- EXERCISE GOAL:
Retype the data below without altering anything.

+-------+

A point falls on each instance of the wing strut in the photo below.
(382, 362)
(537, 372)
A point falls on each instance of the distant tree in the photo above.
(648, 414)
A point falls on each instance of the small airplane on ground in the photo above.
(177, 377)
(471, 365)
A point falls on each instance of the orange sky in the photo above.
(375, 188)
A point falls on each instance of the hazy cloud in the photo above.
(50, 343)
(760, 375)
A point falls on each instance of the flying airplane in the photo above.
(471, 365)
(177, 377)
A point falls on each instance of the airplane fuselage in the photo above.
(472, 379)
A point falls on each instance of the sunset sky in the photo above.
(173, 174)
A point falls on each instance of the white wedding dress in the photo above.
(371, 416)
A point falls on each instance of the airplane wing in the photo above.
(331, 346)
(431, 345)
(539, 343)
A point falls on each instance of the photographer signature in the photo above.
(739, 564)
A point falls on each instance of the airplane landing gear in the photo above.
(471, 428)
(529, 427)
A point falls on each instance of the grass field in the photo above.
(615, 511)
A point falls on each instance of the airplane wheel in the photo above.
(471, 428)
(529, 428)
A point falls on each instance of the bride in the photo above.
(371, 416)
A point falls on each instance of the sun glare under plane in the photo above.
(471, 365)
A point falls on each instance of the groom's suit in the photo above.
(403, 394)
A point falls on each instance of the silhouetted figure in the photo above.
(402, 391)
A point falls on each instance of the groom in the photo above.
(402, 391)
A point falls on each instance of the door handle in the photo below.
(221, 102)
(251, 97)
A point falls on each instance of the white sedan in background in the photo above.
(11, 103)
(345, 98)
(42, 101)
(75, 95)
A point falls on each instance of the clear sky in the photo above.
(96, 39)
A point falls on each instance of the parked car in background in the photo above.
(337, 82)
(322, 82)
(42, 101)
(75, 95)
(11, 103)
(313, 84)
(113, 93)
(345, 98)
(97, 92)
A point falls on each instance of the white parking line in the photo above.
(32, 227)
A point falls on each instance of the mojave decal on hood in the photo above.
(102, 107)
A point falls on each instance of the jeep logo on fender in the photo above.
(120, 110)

+-------+

- THE COMPLETED TASK:
A point falls on each instance of the wing strut in the photo below.
(382, 362)
(537, 372)
A point falls on each instance of the distant tree in the photo above.
(648, 414)
A point falls on each instance of the small airplane on ground in the photo above.
(177, 377)
(471, 365)
A point falls on each instance of the orange sky in the photo above.
(375, 188)
A point falls on each instance of the hazy cloud in the photo above.
(50, 343)
(760, 375)
A point falls on each instance of the flying airplane in the photo above.
(471, 365)
(177, 377)
A point falls on each instance of the airplane fuselage in the photo above.
(472, 379)
A point falls on each instance of the sunset sky in the photo above.
(173, 174)
A point falls on each instance of the white wedding dress in the photo above.
(371, 416)
A point falls on each instance of the airplane wing in the photo above.
(331, 346)
(431, 345)
(539, 343)
A point falls on each instance of the photographer signature in the photo above.
(739, 564)
A point falls on each instance of the airplane landing gear in the photo above.
(471, 428)
(529, 427)
A point falls on each instance of the grass field in the photo above.
(615, 511)
A point falls on each instance of the airplane wheel in the photo above.
(471, 428)
(529, 428)
A point falls on each instance of the bride in the photo above.
(371, 416)
A point falls on each instance of the sun glare under plane in the photo above.
(471, 365)
A point falls on each instance of the groom's suit in the photo above.
(403, 394)
A point falls on each instance of the silhouetted figure in the photo above.
(402, 391)
A point falls on each instance of the groom in the photo above.
(402, 391)
A point falls on each instance of the door handle in the photo below.
(221, 102)
(251, 97)
A point falls on each instance of the white sedan in background in the photo above.
(11, 103)
(345, 98)
(42, 101)
(75, 95)
A point falls on each instance of the clear sky in the photo above.
(96, 39)
A point falls on each instance of the parked car in background in the photo above.
(337, 82)
(322, 82)
(42, 101)
(75, 95)
(11, 103)
(313, 84)
(113, 93)
(345, 98)
(97, 92)
A point falls on each instance of the white parking line in the photo above.
(32, 227)
A point falls on each instance of the mojave decal on hood in the photo above.
(102, 107)
A point falls on each instance of the jeep logo on fender in the photo above.
(120, 110)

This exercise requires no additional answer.